SET EXERCISE:
Convert the rows below into a two-column CSV with the header request,points. Each row becomes one CSV line, with the row's text as the request field and its answer as the points field. Put each field in double quotes and replace any line breaks with spaces.

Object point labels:
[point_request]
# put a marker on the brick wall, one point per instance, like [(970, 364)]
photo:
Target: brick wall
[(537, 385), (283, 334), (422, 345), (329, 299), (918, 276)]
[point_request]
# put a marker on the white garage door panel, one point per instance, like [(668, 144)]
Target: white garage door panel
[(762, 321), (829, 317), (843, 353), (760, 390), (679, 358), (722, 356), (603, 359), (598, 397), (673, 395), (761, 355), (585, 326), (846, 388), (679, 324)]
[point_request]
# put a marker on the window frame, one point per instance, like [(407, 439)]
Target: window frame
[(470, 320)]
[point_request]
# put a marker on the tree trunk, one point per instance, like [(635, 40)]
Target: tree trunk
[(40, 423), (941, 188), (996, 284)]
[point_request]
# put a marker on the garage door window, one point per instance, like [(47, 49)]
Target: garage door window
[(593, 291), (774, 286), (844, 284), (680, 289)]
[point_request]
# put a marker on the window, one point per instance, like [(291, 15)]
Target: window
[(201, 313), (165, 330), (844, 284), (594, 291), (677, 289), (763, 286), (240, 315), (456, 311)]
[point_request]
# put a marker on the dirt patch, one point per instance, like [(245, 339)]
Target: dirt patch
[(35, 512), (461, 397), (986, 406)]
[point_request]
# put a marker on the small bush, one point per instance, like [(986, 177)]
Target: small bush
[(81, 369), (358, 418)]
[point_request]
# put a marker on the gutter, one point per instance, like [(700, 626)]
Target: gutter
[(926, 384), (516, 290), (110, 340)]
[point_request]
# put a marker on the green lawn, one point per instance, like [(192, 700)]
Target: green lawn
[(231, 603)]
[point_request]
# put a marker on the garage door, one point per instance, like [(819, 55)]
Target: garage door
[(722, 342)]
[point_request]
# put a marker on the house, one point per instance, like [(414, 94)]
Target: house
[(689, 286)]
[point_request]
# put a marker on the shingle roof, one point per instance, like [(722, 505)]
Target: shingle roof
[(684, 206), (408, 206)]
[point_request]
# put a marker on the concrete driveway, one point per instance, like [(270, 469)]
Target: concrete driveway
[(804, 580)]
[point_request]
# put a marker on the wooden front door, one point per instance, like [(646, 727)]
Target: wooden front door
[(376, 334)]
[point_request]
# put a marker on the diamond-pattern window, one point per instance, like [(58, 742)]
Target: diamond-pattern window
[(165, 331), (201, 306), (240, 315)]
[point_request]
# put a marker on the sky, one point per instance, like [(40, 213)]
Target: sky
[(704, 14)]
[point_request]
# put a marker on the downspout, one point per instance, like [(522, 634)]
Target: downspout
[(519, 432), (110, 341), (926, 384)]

ANSWER TO THE EXERCISE:
request,points
"[point_request] # put a marker on the brick wall, one point per instance, like [(970, 364)] photo: Target: brick wall","[(537, 385), (283, 334), (422, 345), (329, 299), (918, 276)]"
"[point_request] # put a marker on the white garage door panel, one point per instance, like [(668, 144)] Target: white garage door panel","[(762, 321), (829, 317), (843, 353), (760, 390), (679, 358), (722, 356), (603, 359), (598, 397), (673, 395), (761, 355), (585, 326), (846, 388), (679, 324)]"
"[point_request] # put a marker on the window frame, one point per instance, like [(407, 439)] Target: window frame","[(470, 320)]"
"[point_request] # put a marker on the tree trunk, one point per instance, like [(635, 40)] Target: tree trunk","[(40, 423), (941, 188), (996, 284)]"
"[point_request] # put a marker on the garage door window, one point per instance, like [(47, 49)] Target: garage door window","[(593, 291), (774, 286), (844, 284), (680, 289)]"
"[point_request] # put a marker on the window, one point per instance, like [(291, 15)] Target: window","[(201, 313), (165, 330), (844, 284), (594, 291), (677, 289), (763, 286), (240, 315), (456, 311)]"
"[point_request] # put a marker on the dirt patch, one point per instance, like [(245, 339)] Target: dirt patch","[(35, 512), (461, 397), (986, 406)]"
"[point_request] # put a marker on the small bush, one point per instance, like [(986, 177)] Target: small bush","[(81, 369), (358, 418)]"
"[point_request] # put a marker on the gutter, one point per instance, like [(700, 626)] Target: gutter","[(926, 384), (516, 290), (110, 340)]"
"[point_request] # put a marker on the green lawn, one point per instance, like [(192, 700)] Target: green lawn","[(231, 603)]"
"[point_request] # put a marker on the garage door, one point per instance, like [(819, 55)] Target: garage door","[(722, 342)]"
"[point_request] # put a marker on the house, one point per instance, like [(414, 94)] Target: house","[(689, 286)]"
"[point_request] # put a marker on the shingle roof, one point per instance, like [(722, 505)] Target: shingle roof","[(684, 206), (408, 206)]"
"[point_request] # put a marker on the concrete driveway, one point per instance, like [(270, 469)] Target: concrete driveway","[(804, 580)]"
"[point_request] # put a marker on the wooden front door, one point per instance, like [(646, 727)] Target: wooden front door","[(376, 334)]"
"[point_request] # put a marker on the diamond-pattern window, one point per instance, like [(58, 742)] Target: diamond-pattern window","[(165, 331), (201, 306), (240, 315)]"
"[point_request] # put a marker on the sky, one point per instance, like [(40, 213)] Target: sky","[(704, 14)]"
"[point_request] # put a marker on the downspout, one point per instance, like [(522, 634)] Target: downspout","[(519, 432), (110, 341), (926, 384)]"